# Task requirements
Count the lines in the listing below that contain the string "tree", with case counting. Reply with the number only.

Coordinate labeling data
• • • • • • •
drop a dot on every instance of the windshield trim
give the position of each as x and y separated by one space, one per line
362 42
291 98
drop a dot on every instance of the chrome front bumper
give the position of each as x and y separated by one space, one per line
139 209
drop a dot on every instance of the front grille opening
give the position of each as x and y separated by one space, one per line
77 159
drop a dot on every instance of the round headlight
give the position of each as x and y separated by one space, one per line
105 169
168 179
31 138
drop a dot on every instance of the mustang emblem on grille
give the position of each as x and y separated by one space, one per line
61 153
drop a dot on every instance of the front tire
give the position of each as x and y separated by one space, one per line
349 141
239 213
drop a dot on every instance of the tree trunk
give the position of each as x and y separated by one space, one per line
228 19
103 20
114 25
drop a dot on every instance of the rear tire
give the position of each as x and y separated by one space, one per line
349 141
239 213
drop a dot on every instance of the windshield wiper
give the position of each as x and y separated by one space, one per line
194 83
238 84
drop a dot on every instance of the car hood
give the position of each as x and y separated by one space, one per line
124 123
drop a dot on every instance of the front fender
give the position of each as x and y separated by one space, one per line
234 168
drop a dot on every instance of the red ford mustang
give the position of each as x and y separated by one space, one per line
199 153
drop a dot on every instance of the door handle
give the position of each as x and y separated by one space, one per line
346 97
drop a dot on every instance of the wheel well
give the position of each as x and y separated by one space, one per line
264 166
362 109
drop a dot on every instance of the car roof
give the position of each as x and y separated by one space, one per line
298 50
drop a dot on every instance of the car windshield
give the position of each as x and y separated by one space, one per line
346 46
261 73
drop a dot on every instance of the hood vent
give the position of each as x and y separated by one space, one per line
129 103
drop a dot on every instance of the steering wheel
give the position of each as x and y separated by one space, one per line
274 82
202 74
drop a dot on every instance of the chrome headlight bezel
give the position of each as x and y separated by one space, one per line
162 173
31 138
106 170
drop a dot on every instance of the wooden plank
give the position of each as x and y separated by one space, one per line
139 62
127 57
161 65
• • • • • • •
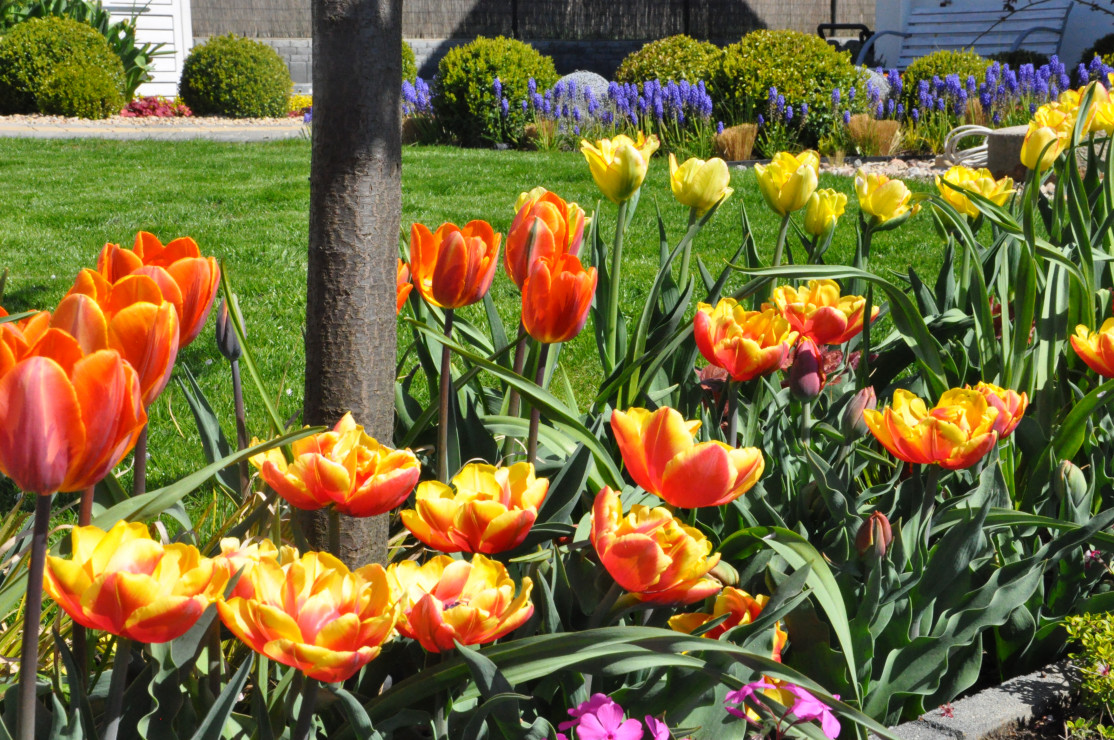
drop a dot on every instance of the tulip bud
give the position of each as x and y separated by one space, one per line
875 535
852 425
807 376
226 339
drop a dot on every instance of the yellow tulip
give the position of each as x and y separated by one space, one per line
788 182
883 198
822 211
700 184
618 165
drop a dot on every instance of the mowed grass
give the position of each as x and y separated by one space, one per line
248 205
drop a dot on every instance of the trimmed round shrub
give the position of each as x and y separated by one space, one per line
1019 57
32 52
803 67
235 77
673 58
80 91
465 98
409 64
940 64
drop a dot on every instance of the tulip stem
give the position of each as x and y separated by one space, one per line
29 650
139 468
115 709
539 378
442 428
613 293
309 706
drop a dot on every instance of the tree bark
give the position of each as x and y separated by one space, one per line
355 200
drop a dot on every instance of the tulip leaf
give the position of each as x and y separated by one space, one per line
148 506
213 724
• • • • • • •
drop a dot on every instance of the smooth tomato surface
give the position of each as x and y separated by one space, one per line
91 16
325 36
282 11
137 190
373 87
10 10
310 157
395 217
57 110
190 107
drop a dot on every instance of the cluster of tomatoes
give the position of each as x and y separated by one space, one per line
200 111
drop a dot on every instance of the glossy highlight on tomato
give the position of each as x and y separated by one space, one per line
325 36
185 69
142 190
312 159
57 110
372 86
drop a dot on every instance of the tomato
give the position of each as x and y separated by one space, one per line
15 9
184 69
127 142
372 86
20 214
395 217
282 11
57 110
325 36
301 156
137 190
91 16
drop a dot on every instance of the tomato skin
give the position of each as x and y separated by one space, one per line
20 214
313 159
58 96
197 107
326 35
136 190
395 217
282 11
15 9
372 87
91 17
• • • • • • •
# Task solution
2